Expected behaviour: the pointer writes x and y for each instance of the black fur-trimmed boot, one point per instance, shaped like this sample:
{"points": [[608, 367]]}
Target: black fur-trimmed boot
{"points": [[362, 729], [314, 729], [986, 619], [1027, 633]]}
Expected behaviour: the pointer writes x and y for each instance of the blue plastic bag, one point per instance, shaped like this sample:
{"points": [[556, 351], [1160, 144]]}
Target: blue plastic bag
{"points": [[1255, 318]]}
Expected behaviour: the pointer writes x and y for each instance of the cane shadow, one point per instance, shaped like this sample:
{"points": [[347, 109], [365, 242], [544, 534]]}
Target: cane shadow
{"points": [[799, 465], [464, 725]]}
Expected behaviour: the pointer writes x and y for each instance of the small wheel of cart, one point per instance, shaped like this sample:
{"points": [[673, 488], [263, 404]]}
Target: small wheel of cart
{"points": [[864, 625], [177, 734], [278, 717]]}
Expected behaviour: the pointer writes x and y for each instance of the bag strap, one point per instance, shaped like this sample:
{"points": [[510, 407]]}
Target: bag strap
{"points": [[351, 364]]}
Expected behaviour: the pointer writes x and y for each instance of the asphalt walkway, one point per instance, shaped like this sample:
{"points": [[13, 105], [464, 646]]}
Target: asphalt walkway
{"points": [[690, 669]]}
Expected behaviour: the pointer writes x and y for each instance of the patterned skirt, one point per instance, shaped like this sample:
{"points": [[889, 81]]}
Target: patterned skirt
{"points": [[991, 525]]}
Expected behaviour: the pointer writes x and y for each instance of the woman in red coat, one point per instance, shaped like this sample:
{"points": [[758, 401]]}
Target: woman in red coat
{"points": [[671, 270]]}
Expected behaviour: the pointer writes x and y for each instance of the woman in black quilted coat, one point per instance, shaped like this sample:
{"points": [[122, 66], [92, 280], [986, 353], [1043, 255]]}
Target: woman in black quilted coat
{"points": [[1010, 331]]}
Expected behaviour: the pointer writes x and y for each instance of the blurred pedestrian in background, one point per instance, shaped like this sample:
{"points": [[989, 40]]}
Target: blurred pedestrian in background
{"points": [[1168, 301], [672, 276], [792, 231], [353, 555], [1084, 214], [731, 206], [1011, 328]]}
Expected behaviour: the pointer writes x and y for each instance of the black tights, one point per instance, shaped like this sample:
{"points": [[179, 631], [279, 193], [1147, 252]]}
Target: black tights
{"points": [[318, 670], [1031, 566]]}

────

» Aim of the exercise
Scan the material above. Return every line containing the string "shaped".

» Reply
Expected behaviour: the pointer writes x and y for each instance of the black fur-trimmed boot, one point per instance, shaped like this sample:
Expected behaviour: the pointer writes x and y for each instance of the blue plastic bag, one point per instance, shaped like this sample:
Expected behaviour: the pointer writes x and y for each instance of the cane shadow, one point per instance, shaped like this sample:
Expected behaviour: the pointer writes x and y for each instance of the small wheel of cart, one point per instance, shaped like this sample:
Expected behaviour: the pointer writes x and y for each instance of the bag strap, one point per instance, shaped like this sample:
Expected behaviour: the pointer writes x and y for each instance of the asphalt walkway, one point per instance, shaped like this sample:
Expected behaviour: the pointer writes x and y for each instance of the patterned skirt, one point per instance, shaped like this sample:
Expected behaviour: the pointer writes x and y for each instance of the woman in red coat, one point per instance, shaped like this sample:
Expected behaviour: the pointer writes x and y for each instance of the woman in black quilted coat, one point per instance, shaped like this sample:
Expected behaviour: the pointer writes x and y for each instance of the blurred pedestrian in background, one point per instance, shaped like this sample:
Expected behaviour: the pointer writes x and y for each instance of the black tights, one point per instance, shaped like this sample:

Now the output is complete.